# Text excerpt start

Average airfares are up but that doesn’t mean the points are increasing in value. Remember that airlines still control the inventory allocations and there is no guarantee that higher fare tickets can be redeemed for. Also, the “free one-way award” existed before. Suggesting that somehow it is new of that somehow the points value has increased because of that is silly. In fact, the benefit used to be MUCH better on AA. Now it is worse than it was before. How is that an increase in value?
You getting smarter doesn’t make the points more valuable. It just means you get better and knowing how to maximize the value they hold. But the points themselves are still losing value as a general rule.
I can think of two or three specific instances where points have increased in value over the past decade. The rest of the changes to the programs have, across the board, decreased the value of points. Hoarding them is a foolish approach and will result in a poor return on the investment made.
As for the suggestion to just redeem before they are devalued, that can work if there is sufficient notice. But such notice is not always provided. And that still only works if you can actually make a trip at that time and find the seats/rooms and get away. I’d much rather keep my balances low, constantly redeeming when I have enough for the next trip without stressing over whether my “investment” is going to tank at any point in time. I get the best value possible without worrying about the minimal fungibility points present.
Interesting take, but not really accurate in a theoretical or practical sense.

# Text excerpt end
# Provided data start

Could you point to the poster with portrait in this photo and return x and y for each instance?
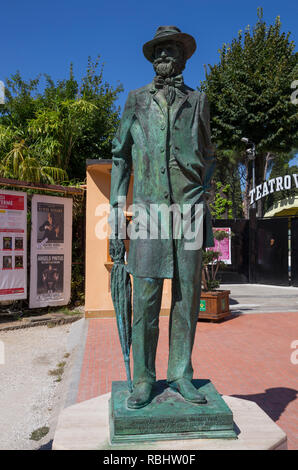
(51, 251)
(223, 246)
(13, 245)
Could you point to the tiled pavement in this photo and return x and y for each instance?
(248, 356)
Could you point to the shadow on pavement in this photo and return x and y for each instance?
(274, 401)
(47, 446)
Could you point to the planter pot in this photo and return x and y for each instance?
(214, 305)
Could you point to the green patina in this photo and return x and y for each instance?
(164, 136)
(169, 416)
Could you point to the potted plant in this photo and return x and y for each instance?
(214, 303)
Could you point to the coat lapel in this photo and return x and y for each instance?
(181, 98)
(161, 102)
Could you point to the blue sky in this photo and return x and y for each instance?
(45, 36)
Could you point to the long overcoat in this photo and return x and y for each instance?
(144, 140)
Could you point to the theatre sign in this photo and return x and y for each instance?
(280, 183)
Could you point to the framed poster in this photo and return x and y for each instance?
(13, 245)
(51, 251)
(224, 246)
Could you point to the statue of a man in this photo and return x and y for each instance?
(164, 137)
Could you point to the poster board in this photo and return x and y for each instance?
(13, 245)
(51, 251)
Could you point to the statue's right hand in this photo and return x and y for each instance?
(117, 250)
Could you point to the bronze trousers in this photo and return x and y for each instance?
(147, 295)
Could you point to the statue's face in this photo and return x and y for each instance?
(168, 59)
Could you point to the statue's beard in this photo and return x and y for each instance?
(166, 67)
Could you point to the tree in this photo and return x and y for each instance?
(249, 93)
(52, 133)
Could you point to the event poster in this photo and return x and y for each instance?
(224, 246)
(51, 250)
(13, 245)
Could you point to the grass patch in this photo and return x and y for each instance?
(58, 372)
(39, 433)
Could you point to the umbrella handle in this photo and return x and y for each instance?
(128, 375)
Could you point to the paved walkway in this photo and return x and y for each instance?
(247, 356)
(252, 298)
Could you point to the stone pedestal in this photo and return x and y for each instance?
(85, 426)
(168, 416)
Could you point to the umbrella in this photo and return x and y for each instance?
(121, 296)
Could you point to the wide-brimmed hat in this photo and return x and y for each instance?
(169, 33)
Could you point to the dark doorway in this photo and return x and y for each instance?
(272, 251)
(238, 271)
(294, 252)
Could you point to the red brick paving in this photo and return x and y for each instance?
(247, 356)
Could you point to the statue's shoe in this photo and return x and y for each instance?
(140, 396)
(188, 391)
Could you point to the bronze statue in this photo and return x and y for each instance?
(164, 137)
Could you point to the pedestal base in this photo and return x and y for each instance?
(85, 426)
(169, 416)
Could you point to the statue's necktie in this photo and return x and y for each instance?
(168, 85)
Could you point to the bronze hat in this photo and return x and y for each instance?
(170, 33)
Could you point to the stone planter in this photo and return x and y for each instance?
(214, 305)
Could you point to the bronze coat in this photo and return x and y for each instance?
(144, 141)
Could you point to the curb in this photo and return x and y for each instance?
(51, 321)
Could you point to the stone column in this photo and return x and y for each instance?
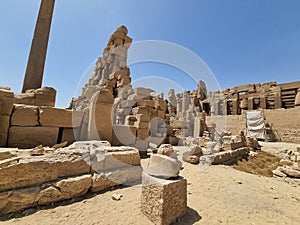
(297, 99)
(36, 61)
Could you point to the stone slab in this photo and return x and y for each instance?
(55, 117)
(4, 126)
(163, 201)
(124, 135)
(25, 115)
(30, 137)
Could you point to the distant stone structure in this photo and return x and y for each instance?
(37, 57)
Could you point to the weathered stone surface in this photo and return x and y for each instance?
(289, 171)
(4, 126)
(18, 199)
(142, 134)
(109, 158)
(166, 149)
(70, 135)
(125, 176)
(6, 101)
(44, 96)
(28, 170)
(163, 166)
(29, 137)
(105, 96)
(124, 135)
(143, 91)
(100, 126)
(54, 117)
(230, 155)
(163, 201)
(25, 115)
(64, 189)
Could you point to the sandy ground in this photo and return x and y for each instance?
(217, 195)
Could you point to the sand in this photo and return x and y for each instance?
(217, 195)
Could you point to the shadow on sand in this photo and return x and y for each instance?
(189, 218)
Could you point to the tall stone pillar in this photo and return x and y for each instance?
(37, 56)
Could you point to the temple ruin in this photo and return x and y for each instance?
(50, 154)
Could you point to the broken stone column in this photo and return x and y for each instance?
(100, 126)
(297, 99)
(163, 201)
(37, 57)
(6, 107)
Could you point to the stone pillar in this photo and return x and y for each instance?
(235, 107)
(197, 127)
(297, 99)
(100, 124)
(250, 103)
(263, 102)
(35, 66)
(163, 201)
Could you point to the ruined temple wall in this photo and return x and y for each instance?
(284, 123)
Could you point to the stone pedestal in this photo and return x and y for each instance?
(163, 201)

# Provided data end
# Provided data start

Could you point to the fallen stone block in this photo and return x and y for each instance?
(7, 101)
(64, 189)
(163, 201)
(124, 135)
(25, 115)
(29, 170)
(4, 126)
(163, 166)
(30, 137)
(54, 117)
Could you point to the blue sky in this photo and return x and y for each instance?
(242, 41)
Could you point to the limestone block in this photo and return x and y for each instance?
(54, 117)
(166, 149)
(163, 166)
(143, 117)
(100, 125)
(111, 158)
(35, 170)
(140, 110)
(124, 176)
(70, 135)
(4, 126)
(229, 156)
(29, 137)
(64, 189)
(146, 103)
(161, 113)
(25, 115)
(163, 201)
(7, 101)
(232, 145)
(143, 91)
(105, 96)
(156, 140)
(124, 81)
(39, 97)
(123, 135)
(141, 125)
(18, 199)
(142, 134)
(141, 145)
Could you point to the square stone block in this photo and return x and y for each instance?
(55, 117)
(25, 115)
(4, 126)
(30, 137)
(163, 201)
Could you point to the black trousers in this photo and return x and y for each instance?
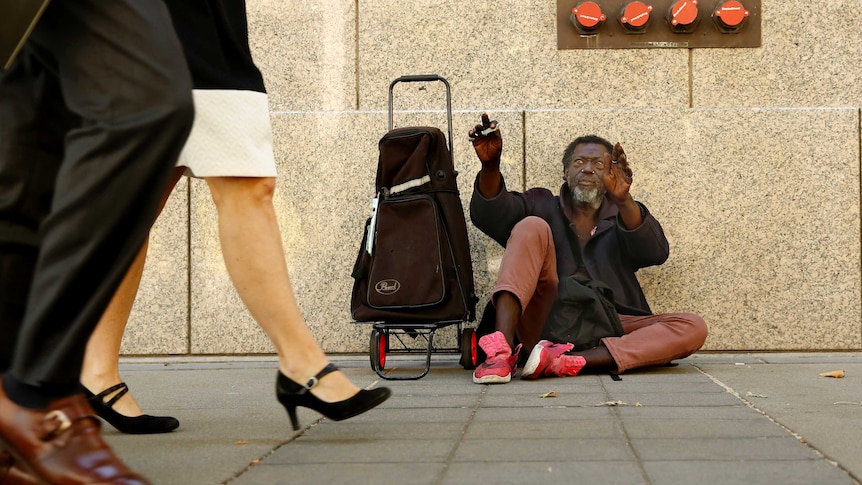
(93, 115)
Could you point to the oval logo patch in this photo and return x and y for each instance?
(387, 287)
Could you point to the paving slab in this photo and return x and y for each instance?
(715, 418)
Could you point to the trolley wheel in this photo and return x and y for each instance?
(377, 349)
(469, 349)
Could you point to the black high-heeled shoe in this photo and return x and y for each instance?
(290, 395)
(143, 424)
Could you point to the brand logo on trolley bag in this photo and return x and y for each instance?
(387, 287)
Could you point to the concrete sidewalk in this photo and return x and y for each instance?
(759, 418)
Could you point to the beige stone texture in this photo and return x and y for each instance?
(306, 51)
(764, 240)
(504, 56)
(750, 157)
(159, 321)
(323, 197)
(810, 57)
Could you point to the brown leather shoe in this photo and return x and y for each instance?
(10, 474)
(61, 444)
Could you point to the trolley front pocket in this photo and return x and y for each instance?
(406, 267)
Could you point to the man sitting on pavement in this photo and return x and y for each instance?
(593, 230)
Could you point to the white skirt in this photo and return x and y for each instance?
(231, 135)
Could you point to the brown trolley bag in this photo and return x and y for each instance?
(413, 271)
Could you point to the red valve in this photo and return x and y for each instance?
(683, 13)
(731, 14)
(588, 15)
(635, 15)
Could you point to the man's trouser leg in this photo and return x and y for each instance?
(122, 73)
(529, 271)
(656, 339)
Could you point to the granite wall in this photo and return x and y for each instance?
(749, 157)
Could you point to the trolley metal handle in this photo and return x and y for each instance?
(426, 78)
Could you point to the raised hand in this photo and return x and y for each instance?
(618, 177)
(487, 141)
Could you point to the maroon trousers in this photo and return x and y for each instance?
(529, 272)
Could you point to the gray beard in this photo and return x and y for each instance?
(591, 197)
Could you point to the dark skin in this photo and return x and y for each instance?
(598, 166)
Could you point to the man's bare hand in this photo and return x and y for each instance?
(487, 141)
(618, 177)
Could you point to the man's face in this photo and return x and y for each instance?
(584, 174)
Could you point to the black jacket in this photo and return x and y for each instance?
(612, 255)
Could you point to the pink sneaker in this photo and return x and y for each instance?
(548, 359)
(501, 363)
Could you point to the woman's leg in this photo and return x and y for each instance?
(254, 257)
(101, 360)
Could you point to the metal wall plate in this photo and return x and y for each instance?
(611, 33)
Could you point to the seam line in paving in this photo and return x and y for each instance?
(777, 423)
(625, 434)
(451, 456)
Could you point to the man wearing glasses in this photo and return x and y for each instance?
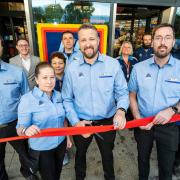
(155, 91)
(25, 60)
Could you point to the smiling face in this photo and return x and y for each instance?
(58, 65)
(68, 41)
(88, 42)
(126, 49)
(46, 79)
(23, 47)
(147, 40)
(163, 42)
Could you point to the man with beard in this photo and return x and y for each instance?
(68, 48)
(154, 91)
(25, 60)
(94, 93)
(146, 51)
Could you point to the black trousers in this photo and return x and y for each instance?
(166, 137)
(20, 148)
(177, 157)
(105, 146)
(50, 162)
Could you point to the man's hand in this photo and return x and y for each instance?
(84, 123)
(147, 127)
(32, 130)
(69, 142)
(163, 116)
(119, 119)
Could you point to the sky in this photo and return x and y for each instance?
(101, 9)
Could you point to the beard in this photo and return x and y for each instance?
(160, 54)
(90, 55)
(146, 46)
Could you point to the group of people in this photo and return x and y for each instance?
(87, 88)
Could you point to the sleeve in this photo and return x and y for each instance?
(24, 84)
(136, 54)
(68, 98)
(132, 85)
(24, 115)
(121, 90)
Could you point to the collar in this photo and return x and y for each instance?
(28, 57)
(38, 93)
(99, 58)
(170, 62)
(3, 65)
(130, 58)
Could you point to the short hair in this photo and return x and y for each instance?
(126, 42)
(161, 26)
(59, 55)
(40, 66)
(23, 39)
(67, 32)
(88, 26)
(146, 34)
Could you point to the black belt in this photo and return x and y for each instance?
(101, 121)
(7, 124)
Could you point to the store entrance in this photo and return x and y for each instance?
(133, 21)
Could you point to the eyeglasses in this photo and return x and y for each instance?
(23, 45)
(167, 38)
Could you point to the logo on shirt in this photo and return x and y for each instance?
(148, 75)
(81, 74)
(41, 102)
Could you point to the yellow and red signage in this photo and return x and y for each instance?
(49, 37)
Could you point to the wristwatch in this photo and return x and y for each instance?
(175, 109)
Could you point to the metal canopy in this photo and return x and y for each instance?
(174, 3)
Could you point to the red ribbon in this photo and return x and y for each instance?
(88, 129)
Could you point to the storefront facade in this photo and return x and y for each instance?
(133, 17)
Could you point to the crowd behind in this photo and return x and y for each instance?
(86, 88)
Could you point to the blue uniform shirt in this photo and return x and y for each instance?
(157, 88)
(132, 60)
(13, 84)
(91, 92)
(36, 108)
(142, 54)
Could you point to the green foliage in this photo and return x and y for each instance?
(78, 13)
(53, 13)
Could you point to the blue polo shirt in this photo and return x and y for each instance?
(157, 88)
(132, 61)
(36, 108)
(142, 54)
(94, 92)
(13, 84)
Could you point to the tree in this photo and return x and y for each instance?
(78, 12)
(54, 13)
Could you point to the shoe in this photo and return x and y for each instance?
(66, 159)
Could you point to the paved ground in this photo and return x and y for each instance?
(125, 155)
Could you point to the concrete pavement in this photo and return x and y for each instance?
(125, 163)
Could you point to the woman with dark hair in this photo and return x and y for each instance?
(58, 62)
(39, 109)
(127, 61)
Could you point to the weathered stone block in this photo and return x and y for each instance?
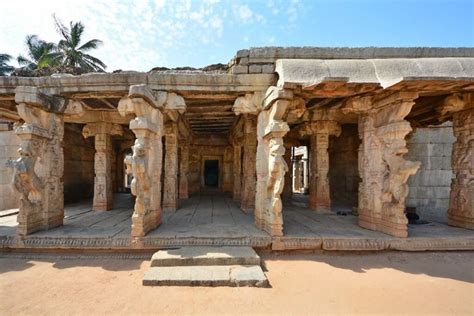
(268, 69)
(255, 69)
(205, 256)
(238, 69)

# Provided data end

# Directive A:
Answer these questions from the comment on airline points, labeling each answer (i), (ii) or (iii) on its own line.
(i) Which airline does the comment say once had a much better version of the free one-way award benefit?
(ii) How many specific instances does the writer recall where points increased in value over the past decade?
(iii) What does the writer prefer to do with point balances?
# Directive B:
Reproduce the passage from the comment on airline points between "Average airfares are" and "increase in value?", inclusive.
# Directive C:
Continue the comment on the value of airline points from its final sentence.
The data has no connection to the comment about the value of airline points.

# Answer A:
(i) AA.
(ii) Two or three.
(iii) Keep them low, redeeming whenever there are enough for the next trip.

# Answer B:
Average airfares are up but that doesn’t mean the points are increasing in value. Remember that airlines still control the inventory allocations and there is no guarantee that higher fare tickets can be redeemed for. Also, the “free one-way award” existed before. Suggesting that somehow it is new of that somehow the points value has increased because of that is silly. In fact, the benefit used to be MUCH better on AA. Now it is worse than it was before. How is that an increase in value?

# Answer C:
Also, your use of real vs nominal (5k vs 25k AAdvantage miles) isn’t correct. You’re describing a nominal change there in value. The “real” change involves comparing what the 5k RT flight cost back then in cash to the 25k RT flight in today’s dollars
You need to define the kind of value you are referring to. If I were asked to appraise an item, I would need to determine whether I was defining the market value or the investment value of the item. In this case market value would consider all the possible redemptions and define the midpoint at which 50% of redemptions would be higher and 50% lower. Investment value is more personalized and only takes into account redemptions you would consider. So I would argue that market value generally drops over time while it is possible for your investment value to increase if your knowledge or use of the points is enhanced.
I totally agree with what you wrote; however I just envision the airlines using their powers, one way or another to devalue frequent flyer miles, i.e. eliminating a 20,000 mile frequent flyer award ticket for a short haul ticket, for say Newark to Cleveland; I hope I am wrong but let’s keep our fingers crossed.
I believe the original UA and AA domestic round trip awards were 50K in first class, 35K in coach (I think the 5K award was a domestic first class upgrade). But the original awards were much more valuable for other reasons – no capacity controls (which were introduced by UA in 1988), and stopovers allowed on domestic awards.